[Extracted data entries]

⁂

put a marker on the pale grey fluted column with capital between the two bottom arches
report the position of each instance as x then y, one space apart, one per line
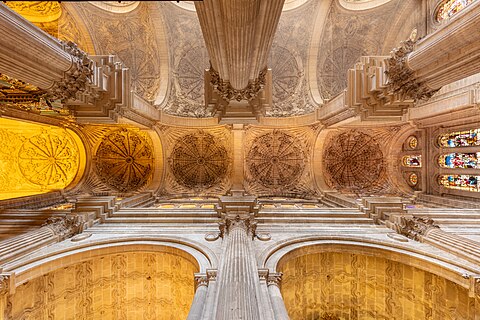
238 283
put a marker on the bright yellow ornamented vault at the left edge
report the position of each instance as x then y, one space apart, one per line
37 158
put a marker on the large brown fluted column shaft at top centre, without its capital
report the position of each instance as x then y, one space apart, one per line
238 35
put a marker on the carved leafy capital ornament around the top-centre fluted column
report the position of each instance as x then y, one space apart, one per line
228 93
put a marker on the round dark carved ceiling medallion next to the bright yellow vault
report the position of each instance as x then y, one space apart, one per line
124 160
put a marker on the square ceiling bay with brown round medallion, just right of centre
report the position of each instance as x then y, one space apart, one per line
278 162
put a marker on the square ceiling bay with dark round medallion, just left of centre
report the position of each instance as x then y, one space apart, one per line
199 160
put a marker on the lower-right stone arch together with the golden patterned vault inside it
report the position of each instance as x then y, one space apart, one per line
338 275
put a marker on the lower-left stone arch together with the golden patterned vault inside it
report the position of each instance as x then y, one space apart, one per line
128 279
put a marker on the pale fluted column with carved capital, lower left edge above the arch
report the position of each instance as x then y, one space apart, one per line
55 229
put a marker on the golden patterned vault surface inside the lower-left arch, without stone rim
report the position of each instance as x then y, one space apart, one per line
136 285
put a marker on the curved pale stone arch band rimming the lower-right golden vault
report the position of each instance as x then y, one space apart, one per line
276 255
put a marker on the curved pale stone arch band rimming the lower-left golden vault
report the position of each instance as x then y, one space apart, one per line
38 265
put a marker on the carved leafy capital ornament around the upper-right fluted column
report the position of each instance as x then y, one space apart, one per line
401 79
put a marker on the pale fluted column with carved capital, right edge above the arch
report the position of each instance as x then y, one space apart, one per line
426 231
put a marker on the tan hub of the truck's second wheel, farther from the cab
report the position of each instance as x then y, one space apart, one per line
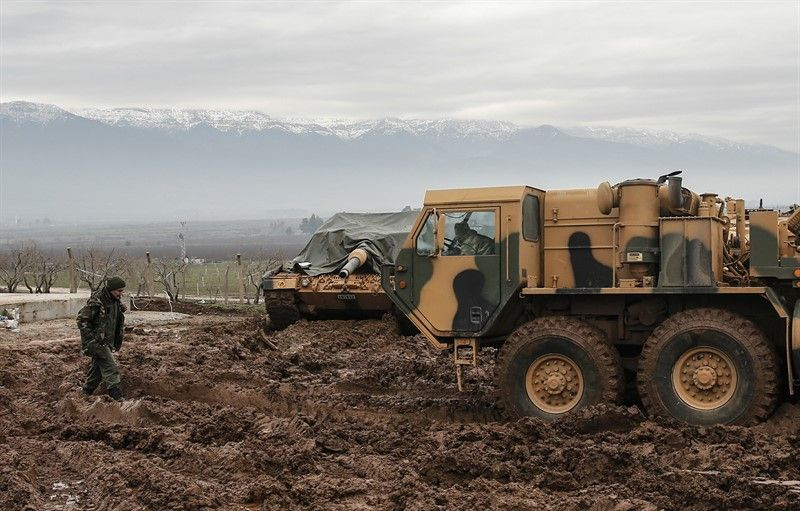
704 378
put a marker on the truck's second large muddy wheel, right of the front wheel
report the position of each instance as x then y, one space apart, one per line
708 366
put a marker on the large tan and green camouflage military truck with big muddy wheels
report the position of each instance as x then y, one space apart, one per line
693 296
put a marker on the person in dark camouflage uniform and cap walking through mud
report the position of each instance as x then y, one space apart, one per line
100 322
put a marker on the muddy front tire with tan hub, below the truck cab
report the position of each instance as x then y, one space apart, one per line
555 365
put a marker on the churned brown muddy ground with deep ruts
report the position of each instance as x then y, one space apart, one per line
343 415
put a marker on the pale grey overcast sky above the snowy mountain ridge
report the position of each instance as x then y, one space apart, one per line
723 69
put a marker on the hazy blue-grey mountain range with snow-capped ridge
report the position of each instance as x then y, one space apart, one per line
168 162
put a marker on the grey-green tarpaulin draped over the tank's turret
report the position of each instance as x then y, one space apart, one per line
380 234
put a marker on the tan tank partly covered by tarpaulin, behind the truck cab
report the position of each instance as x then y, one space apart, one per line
337 274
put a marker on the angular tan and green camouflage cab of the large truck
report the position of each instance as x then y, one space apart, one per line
469 253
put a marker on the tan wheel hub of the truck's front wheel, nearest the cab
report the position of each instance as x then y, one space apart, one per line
554 383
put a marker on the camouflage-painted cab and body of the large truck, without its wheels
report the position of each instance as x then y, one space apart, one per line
638 239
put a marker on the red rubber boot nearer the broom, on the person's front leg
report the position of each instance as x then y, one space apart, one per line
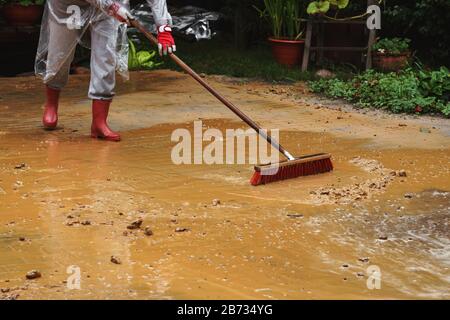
99 128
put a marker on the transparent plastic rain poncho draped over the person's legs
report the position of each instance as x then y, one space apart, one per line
64 26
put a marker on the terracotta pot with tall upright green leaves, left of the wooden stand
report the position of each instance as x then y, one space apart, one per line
286 42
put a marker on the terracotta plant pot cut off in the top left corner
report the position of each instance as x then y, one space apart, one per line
22 12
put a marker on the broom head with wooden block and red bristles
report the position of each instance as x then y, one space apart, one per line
302 166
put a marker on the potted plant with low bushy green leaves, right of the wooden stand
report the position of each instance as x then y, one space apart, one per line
391 54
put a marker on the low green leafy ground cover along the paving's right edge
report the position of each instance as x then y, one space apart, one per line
410 91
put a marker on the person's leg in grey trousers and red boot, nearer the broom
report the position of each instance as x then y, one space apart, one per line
103 77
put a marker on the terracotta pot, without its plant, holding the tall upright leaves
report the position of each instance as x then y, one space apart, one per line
287 52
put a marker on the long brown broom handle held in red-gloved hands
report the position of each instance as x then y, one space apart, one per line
227 103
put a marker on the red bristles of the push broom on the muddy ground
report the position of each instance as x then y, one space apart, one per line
293 171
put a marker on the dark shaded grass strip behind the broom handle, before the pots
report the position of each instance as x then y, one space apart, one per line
219 57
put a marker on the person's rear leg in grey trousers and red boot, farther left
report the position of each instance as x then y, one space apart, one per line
61 50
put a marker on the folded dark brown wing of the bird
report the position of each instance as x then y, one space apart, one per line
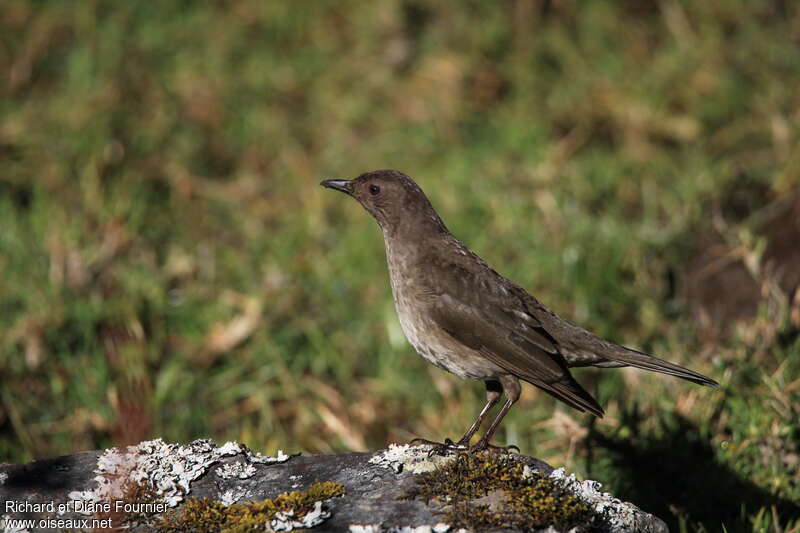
486 314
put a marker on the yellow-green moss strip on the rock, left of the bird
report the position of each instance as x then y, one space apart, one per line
202 514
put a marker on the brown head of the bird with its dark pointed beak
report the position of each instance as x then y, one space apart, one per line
391 197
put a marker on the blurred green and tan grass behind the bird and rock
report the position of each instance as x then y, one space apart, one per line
170 267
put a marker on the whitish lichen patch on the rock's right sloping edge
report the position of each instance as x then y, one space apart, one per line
616 515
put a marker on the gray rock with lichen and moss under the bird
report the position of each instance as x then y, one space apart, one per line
157 485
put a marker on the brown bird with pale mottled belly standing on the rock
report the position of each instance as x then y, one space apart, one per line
462 316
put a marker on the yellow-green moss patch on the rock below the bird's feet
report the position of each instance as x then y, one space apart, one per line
491 491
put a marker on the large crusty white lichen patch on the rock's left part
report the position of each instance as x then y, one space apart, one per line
168 469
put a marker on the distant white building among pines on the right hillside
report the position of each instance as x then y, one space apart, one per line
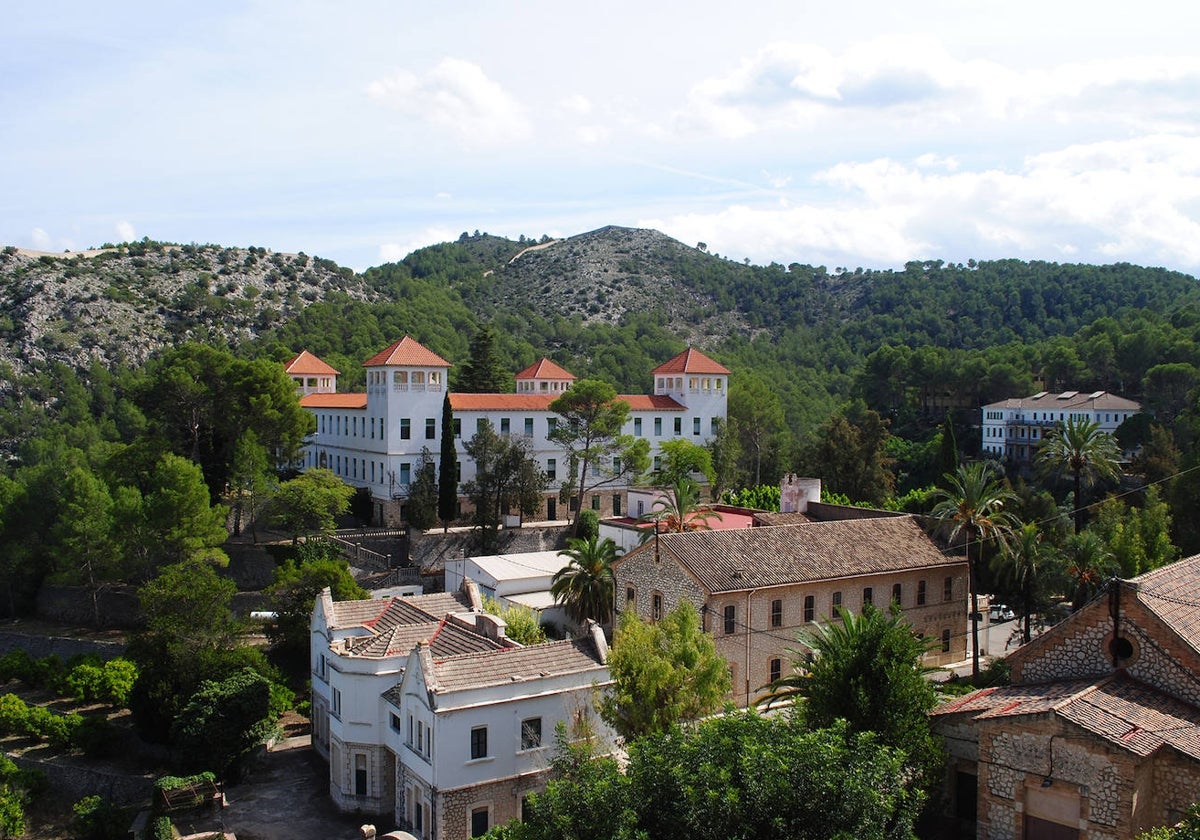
1013 429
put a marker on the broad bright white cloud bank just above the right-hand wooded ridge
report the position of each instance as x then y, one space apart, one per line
1117 201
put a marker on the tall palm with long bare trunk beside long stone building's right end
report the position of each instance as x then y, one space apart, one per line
973 506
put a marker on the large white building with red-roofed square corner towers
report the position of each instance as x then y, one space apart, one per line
376 440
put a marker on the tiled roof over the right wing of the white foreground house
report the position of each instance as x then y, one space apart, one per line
517 665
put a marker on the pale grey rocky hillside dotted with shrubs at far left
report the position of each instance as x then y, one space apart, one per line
124 303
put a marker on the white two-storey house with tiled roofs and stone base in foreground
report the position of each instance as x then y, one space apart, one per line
431 717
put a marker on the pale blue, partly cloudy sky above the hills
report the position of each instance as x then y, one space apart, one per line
855 134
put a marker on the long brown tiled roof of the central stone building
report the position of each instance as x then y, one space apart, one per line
749 559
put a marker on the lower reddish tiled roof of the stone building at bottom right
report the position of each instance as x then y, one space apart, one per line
1126 713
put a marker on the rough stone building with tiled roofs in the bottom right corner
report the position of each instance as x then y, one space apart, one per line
1100 734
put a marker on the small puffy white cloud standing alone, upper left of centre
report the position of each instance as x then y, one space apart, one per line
458 98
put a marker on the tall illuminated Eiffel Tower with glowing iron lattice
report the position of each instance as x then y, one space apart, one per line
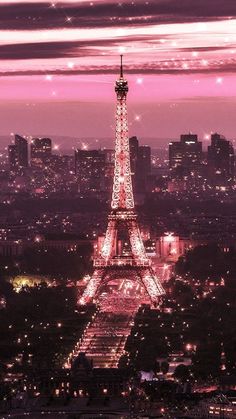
111 264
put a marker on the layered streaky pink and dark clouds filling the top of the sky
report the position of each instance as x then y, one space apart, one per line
158 36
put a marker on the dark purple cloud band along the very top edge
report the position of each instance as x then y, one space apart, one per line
41 15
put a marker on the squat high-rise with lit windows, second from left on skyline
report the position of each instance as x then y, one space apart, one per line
41 151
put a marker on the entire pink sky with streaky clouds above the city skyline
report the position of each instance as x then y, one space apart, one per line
59 61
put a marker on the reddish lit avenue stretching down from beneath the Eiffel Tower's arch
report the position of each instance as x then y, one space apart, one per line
104 338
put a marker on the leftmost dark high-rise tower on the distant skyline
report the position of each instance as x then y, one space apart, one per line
18 154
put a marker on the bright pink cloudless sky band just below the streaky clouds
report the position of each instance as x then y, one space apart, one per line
100 87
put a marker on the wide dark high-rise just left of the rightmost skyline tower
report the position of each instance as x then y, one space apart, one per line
185 156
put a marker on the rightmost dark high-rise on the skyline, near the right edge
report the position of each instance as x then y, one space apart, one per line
220 161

⁂

WHAT YOU HAVE TO DO.
Nothing but the lines with "tank" should be returned, copied from the entries above.

RESPONSE TO THIS TASK.
put a marker on the grey-green tarpaulin draped over the tank's turret
put a marker on the tan tank partly covered by tarpaulin, behind the truck cab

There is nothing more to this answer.